Photo © IOC/Greg Martin
The President of the International Olympic Committee (IOC) Thomas Bach and World Health Organisation (WHO) Director-General Tedros Adhanom Ghebreyesus met during the Olympic Winter Games Beijing 2022 to discuss ways to further strengthen collaboration between their two organisations.
The meeting took place after the WHO Director-General ran with the Olympic torch on the day of the Opening Ceremony, and said: “The Olympics are about, hope, solidarity, unity and peace. Especially hope to end this pandemic. I hope we will achieve the 70 per cent vaccination in each and every country around the world by mid this year, and hope the acute phase of the pandemic will be over, so that people will come together like always.”
May the #Beijing2022 Olympic Games unite the 🌍 & ignite the solidarity & determination we need to vaccinate 70% of people in each & every country by the middle of the year, end the acute phase of the #COVID19 pandemic, so that people can come together & cheer. #StrongerTogether pic.twitter.com/bQWqmDwYeV— Tedros Adhanom Ghebreyesus (@DrTedros) February 4, 2022
During the meeting, the IOC President reaffirmed the IOC’s support for this desire of WHO: “We have been given a way forward with a safe and effective vaccine that can help save precious lives,” Bach said. “Let us all join hands in giving free and equal access to the vaccine for everybody across the world to pledge our collective responsibility to protect those who are the most vulnerable, because everyone on this planet has a right to live a healthy life. We are stronger together when we stand in solidarity and care for each other.”
------------------------------------------------
-- WORK TO COMPLETE --
**A.** According to the WHO Director-General's quote in the text about the IOC–WHO meeting, what four things are the Olympics about? List them.
**B.** Answer these questions about the text on the IOC–WHO meeting:
(i) During which event did Thomas Bach and Tedros Adhanom Ghebreyesus meet?
(ii) What did the WHO Director-General do on the day of the Opening Ceremony?
(iii) What vaccination share in each country did he hope to reach by the middle of the year?
**C.** Write the next part of the article about the IOC–WHO meeting, picking up after Bach's last quoted sentence.

(Stored data entries)
------------------------------------------------
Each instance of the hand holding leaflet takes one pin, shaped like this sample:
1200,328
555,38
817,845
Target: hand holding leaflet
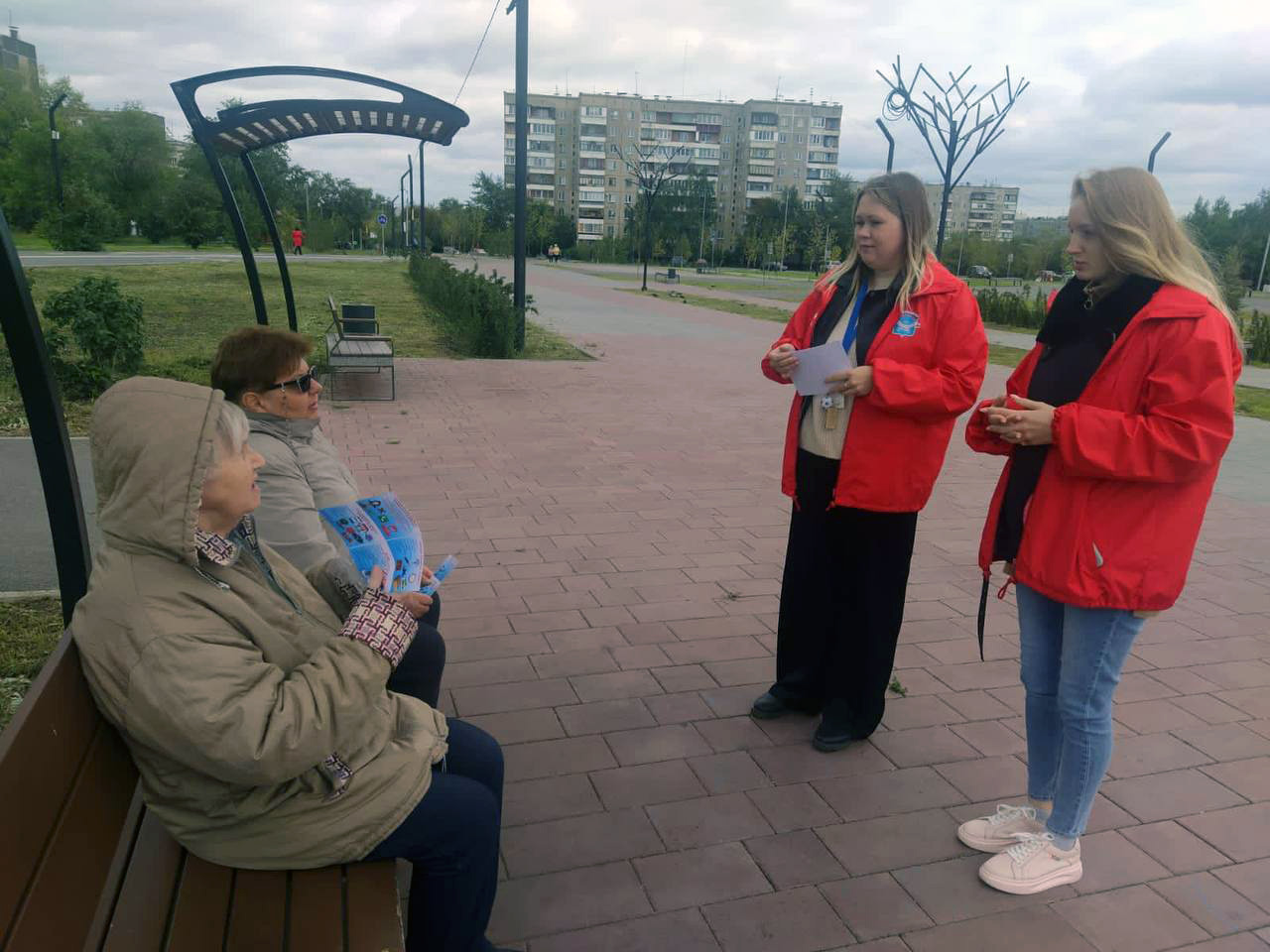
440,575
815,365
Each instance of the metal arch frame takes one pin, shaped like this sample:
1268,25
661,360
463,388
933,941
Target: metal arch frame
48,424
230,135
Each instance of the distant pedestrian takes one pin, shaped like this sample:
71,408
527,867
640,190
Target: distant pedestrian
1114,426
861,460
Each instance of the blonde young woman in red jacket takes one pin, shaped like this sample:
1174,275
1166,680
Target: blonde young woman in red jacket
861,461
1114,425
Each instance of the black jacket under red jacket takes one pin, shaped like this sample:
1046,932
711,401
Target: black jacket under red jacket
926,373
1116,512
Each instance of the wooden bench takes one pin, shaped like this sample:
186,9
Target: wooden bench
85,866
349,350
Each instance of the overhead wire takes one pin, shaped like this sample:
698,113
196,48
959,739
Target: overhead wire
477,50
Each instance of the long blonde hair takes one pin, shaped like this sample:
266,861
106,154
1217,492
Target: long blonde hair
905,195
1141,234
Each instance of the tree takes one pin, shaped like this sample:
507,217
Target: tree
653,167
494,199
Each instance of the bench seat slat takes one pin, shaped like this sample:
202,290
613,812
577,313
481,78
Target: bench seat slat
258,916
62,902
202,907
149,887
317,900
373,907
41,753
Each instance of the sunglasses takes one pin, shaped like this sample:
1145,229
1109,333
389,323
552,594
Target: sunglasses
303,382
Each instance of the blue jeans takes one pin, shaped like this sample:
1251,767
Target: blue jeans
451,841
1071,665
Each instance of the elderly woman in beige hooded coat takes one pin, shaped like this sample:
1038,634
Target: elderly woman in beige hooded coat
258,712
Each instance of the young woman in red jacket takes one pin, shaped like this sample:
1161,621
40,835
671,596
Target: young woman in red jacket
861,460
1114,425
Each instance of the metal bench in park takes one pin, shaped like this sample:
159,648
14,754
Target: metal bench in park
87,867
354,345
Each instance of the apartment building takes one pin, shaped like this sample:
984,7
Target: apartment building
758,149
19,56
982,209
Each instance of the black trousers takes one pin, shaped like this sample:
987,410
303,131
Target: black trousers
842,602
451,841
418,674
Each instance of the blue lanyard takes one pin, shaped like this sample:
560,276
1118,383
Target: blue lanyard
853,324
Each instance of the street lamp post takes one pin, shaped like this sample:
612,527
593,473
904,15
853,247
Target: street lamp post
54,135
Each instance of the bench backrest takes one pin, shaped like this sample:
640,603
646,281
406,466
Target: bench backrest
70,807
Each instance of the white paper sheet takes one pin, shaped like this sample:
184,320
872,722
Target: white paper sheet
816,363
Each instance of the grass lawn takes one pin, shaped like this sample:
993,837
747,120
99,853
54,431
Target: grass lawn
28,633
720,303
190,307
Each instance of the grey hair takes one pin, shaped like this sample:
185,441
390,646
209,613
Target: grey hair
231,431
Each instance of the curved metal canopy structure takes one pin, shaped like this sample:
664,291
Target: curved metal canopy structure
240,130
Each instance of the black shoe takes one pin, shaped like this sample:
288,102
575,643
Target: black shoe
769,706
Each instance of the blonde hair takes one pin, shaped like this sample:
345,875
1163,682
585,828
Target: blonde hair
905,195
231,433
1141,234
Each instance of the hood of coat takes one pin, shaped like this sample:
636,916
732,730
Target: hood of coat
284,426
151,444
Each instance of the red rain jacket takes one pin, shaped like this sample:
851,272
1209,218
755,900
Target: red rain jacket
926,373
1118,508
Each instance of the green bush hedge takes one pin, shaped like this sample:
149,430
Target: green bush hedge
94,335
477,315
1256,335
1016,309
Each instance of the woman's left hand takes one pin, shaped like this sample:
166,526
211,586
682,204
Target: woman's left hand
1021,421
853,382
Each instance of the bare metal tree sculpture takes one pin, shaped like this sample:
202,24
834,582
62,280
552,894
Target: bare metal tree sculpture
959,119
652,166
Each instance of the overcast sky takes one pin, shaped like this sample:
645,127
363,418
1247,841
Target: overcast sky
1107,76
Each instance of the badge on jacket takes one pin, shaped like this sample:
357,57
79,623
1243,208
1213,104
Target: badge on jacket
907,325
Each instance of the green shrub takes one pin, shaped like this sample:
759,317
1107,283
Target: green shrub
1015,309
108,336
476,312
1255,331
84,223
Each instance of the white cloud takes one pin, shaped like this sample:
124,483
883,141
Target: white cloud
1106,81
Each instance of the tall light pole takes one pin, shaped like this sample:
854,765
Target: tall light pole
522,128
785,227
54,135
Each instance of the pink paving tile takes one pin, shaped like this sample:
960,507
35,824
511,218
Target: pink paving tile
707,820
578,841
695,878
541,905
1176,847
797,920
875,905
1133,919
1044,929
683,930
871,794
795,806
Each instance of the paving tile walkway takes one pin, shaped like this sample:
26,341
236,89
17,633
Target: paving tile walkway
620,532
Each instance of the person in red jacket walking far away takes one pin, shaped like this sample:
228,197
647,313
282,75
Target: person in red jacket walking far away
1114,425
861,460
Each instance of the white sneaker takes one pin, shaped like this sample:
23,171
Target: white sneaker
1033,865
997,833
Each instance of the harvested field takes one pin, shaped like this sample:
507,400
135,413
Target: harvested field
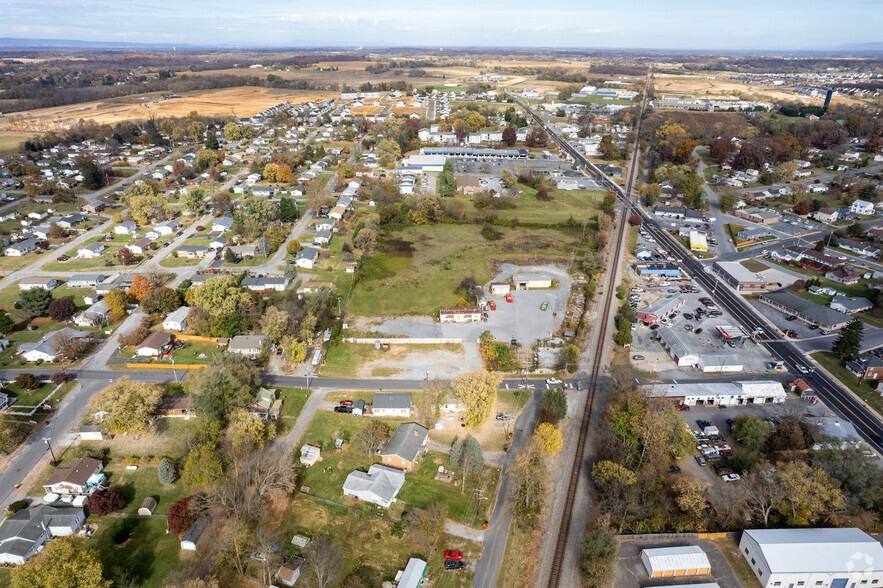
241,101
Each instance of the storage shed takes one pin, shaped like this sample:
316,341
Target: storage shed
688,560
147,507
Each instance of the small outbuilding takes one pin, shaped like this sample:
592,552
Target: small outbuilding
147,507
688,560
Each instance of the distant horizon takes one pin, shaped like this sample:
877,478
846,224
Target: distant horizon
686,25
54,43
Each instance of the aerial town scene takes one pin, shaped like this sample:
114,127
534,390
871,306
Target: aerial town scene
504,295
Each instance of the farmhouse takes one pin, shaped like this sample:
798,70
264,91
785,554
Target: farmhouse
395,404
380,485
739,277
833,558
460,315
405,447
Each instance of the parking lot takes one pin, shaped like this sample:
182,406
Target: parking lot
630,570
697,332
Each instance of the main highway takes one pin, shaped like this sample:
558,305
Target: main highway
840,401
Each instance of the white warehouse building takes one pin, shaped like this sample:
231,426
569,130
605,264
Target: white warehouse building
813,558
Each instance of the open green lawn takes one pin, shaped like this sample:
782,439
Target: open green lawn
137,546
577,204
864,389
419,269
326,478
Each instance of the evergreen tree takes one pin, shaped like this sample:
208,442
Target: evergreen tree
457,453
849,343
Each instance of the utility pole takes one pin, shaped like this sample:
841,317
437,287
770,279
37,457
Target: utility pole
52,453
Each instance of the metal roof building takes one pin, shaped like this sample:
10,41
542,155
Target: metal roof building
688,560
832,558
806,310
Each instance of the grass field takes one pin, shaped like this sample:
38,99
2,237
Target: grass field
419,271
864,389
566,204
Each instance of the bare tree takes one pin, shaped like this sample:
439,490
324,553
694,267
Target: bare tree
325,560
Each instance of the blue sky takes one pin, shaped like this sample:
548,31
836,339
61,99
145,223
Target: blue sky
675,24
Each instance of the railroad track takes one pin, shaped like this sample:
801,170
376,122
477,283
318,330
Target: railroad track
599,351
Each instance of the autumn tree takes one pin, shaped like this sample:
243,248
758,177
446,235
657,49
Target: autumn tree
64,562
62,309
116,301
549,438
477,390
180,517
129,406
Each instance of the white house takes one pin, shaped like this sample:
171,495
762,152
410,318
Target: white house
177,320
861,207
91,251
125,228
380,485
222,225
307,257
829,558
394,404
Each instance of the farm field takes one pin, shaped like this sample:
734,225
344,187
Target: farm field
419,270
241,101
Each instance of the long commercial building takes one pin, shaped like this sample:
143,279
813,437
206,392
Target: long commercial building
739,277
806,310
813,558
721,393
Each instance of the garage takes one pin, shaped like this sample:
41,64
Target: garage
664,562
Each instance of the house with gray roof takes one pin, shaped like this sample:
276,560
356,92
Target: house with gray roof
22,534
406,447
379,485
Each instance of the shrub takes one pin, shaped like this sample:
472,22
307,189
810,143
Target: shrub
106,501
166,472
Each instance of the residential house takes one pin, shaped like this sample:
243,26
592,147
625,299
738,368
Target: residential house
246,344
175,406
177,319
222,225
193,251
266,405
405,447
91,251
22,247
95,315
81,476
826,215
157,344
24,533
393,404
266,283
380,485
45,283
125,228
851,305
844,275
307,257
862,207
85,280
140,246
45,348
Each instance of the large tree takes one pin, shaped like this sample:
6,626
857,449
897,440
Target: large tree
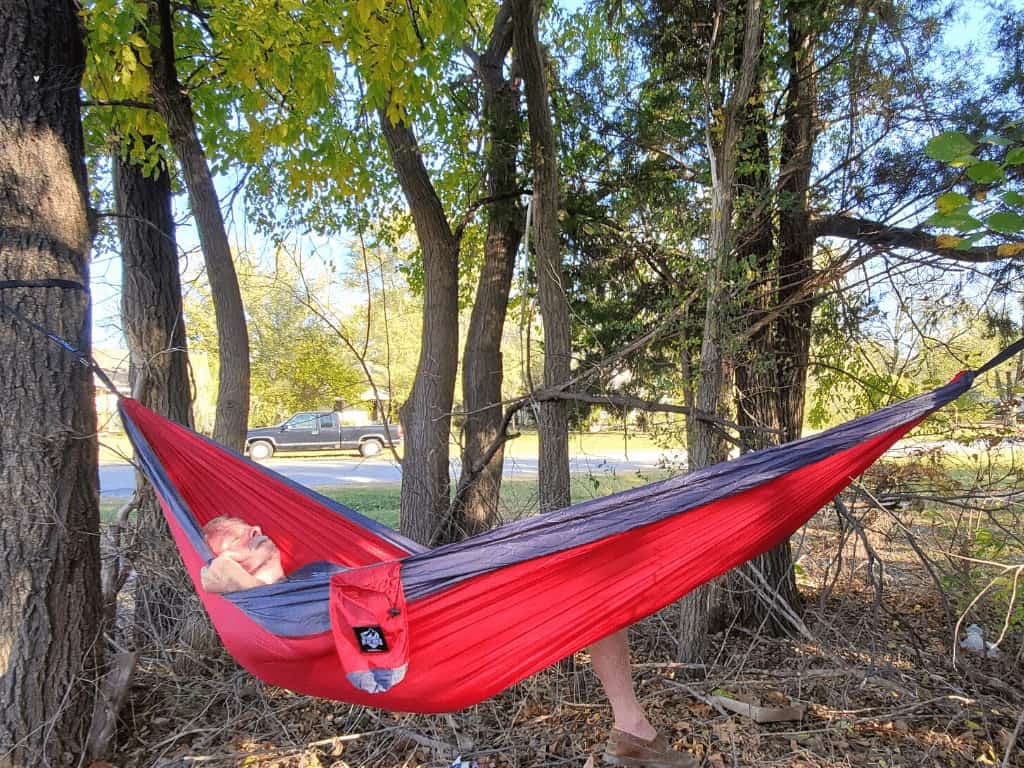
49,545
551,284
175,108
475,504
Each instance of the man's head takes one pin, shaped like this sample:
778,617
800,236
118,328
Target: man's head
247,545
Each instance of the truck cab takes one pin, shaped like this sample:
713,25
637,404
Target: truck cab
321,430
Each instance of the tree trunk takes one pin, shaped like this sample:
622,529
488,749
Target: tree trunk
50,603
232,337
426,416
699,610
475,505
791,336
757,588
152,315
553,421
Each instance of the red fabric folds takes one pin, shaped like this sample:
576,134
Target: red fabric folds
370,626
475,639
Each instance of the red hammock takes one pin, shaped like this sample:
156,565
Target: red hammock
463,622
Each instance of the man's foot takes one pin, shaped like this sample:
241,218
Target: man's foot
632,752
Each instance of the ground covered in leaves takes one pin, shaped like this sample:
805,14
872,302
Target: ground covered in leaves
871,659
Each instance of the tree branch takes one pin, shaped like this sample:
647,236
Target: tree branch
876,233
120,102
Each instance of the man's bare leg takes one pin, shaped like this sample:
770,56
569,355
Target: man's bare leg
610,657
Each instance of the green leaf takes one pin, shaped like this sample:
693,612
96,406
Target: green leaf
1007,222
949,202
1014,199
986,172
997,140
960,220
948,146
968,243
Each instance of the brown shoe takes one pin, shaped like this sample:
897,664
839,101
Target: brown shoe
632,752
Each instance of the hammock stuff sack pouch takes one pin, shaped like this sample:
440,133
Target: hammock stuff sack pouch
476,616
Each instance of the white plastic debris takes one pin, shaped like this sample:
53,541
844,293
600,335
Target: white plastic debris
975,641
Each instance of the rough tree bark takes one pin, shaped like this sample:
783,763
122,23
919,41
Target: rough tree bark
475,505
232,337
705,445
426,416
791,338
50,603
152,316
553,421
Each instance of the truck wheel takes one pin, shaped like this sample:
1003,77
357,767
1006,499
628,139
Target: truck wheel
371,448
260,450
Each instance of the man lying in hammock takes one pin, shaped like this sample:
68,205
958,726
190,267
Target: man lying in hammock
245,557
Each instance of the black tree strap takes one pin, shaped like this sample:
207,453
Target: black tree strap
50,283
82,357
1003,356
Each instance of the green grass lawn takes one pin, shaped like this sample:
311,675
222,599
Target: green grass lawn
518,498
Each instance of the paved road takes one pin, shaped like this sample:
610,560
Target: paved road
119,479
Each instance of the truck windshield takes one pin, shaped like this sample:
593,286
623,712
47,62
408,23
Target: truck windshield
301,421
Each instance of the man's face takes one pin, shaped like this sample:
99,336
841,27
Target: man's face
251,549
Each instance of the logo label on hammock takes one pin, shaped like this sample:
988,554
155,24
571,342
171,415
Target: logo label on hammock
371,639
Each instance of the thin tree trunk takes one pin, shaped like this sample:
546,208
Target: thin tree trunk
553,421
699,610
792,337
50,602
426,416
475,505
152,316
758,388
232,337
------------------------------------------------
-- SOLVED PROBLEMS --
**A.**
hope
solidarity
unity
peace

**B.**
(i) The Olympic Winter Games Beijing 2022
(ii) He ran with the Olympic torch.
(iii) 70 per cent

**C.**
The IOC and WHO formalised their collaboration to promote public health with a Memorandum of Understanding in 1984. The partnership has grown since then, resulting in a series of projects promoting grassroots sport and healthy lifestyles for all, and leveraging WHO expertise in health emergencies, mass gatherings and water quality in the context of the Olympic Games. The two organisations signed a new Cooperative Agreement in 2020 to strengthen and expand on these dimensions.
On Olympic Day in June 2020, the IOC, WHO and the United Nations (UN) joined forces against the pandemic with the help of athletes. The “Healthy Together” partnership co-signed by the UN was built on the need for collective action to reduce the spread and COVID-19. The IOC helped to further bring that commitment to life last month by releasing a video that uses the persuasive power of athletes to encourage vaccination. More than 20 Olympians and Paralympians called on world leaders and decision-makers to ensure free and equitable access to COVID-19 vaccines, and widely shared the video on social media.
WHO experts were also involved in developing the COVID-19 countermeasures that were successfully applied last summer at the Olympic Games Tokyo 2020, an event that became a template for other large-scale events. The global health agency worked with the IOC again during the preparations for Beijing 2022 in the challenging context of the more transmissible Omicron variant.
The COVID-19 pandemic has shown how crucial sport and physical activity are for physical and mental health. The IOC has been regularly calling on the world’s governments to include sport in their post-crisis support programmes, because of the important role of sport in the prevention and recovery phases.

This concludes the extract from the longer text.